§ STATED GOAL
In the blog post below about high-performance teams, what did the leadership team call itself?

§ EXCERPTED TEXT
>> start
Tuesday, September 18, 2007

Random excellence


Before joining UTI I was working as part of a top leadership team of a youth-driven nonprofit organization. Simultaneously I was completing my Master’s Thesis on diversity and teamwork, part of the study being the concept of high-performance teams. These “hot groups” or “virtuoso teams” are a rare phenomenon and particularly complicated unit of analysis due to their seemingly random way of emerging, functioning and delivering extraordinary results. I know what I’m talking about because the leadership team I was part of fulfilled the criteria of a high-performance team. We were on a year-long mission of turning around a somewhat stagnated organization; “building a better future” as we’d say. It was nowhere near the ideal team that most team theories suggest: we rated poorly in team cohesion, empathetic communication and consencual decision making. There was a lot of rebellion against old norms, prevailing disagreement and heated discussions. But there was also overarching commitment to get results. I believe that team exceeded expectations on all areas of work. Later we became the best of friends. Though scattered all around the world (Puerto Rico, Finland, Malaysia and Sri Lanka) we are still in constant communication and even hearing a certain song in radio triggers the memories of that unique “Team Lego” as we called ourselves.
>> end
§ ENTRIES
>> start
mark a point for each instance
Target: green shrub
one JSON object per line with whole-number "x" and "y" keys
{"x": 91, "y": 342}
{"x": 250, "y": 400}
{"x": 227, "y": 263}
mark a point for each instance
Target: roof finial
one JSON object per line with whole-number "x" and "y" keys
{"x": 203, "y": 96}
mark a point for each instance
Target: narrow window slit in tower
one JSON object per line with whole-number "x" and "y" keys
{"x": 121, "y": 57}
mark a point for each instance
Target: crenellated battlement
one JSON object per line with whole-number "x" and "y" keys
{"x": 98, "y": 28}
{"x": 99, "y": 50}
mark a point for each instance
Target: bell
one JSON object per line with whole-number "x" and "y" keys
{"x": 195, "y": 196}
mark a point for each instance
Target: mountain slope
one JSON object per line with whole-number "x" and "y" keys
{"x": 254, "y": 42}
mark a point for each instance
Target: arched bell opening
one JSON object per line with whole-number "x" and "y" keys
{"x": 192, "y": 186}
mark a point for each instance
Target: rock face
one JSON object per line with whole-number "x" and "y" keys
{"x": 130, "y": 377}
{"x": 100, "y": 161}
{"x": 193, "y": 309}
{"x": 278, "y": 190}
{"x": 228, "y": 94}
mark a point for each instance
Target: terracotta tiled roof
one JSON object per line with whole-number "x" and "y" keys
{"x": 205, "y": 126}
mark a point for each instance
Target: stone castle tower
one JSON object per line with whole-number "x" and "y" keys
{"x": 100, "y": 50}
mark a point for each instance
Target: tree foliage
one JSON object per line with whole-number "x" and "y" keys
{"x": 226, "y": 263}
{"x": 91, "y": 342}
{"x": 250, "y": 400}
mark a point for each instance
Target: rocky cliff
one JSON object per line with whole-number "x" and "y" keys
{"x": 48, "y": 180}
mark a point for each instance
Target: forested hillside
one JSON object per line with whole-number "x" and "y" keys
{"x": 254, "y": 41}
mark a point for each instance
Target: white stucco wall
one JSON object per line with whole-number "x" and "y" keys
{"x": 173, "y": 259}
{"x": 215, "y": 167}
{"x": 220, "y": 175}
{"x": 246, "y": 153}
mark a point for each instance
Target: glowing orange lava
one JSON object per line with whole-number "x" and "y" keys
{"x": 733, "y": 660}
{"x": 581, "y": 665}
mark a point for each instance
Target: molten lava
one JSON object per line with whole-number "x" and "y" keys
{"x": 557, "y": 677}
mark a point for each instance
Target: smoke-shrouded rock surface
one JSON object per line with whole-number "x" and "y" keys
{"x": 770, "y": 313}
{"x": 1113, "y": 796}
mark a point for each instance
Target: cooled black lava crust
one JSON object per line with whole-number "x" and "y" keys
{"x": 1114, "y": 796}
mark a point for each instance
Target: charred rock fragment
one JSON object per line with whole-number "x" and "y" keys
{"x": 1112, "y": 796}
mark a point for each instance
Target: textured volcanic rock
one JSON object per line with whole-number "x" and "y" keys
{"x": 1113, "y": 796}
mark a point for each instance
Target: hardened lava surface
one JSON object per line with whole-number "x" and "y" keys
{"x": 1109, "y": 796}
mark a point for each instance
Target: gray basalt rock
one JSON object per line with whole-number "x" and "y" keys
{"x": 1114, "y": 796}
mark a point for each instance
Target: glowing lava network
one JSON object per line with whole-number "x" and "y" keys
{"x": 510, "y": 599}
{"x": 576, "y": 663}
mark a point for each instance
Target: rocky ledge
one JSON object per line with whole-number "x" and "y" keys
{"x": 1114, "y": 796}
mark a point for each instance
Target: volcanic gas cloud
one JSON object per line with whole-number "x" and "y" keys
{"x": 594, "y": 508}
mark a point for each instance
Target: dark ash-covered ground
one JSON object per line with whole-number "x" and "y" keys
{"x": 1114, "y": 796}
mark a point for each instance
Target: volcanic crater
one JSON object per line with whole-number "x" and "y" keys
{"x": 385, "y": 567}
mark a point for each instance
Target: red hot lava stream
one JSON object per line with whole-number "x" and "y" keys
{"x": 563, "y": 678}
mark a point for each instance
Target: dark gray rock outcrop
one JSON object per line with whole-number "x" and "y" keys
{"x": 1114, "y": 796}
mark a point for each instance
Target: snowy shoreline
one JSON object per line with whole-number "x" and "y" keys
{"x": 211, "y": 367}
>> end
>> start
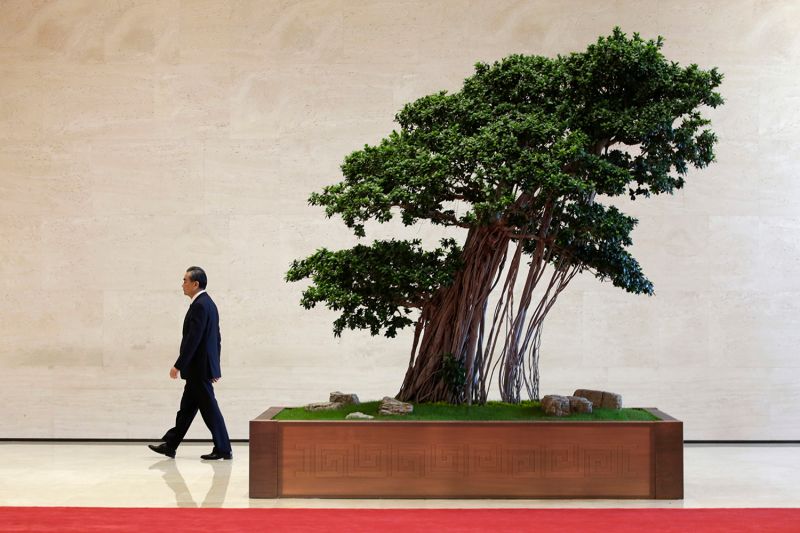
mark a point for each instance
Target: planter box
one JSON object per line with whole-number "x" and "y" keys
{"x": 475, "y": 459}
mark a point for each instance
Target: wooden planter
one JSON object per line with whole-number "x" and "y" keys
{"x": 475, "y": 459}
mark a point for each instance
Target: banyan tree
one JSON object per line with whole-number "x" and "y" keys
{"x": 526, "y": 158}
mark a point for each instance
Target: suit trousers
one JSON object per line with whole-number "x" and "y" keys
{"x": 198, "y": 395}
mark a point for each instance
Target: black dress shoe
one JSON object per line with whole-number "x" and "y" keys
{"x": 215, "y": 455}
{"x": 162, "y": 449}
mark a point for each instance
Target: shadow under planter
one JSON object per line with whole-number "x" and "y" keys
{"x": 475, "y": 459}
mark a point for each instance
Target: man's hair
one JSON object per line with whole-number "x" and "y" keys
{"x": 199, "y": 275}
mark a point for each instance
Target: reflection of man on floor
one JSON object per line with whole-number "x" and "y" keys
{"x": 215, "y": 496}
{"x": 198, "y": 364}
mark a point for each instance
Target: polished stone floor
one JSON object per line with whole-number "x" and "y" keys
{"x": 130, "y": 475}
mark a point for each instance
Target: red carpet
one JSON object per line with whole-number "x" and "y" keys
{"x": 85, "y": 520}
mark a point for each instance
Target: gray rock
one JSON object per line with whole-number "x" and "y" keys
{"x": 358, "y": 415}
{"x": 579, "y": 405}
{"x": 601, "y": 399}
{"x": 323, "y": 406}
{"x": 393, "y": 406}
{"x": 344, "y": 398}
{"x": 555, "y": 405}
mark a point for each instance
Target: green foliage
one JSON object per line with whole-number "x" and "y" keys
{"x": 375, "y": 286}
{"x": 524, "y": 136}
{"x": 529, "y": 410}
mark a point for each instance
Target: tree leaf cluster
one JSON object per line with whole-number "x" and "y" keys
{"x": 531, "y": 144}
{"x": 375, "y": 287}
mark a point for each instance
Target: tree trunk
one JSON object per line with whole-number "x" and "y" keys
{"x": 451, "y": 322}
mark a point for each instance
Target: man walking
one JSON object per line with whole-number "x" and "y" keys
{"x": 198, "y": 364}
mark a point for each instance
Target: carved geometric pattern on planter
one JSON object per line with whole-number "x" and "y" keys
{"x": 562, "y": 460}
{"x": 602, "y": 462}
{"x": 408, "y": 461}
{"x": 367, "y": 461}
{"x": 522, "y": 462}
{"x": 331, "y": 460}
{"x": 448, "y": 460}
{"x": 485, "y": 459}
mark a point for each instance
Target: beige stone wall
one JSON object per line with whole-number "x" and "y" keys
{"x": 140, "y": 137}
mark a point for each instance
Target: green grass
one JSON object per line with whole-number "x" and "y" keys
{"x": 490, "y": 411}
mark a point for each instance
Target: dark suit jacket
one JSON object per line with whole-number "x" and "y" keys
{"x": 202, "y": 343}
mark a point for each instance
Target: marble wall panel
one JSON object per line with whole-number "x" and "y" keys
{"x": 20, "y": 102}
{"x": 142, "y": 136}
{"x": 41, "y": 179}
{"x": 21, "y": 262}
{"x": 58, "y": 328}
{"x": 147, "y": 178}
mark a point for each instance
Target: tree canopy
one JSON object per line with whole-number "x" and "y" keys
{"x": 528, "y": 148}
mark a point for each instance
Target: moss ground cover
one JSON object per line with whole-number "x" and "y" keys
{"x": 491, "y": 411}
>> end
§ REPLY
Team Lego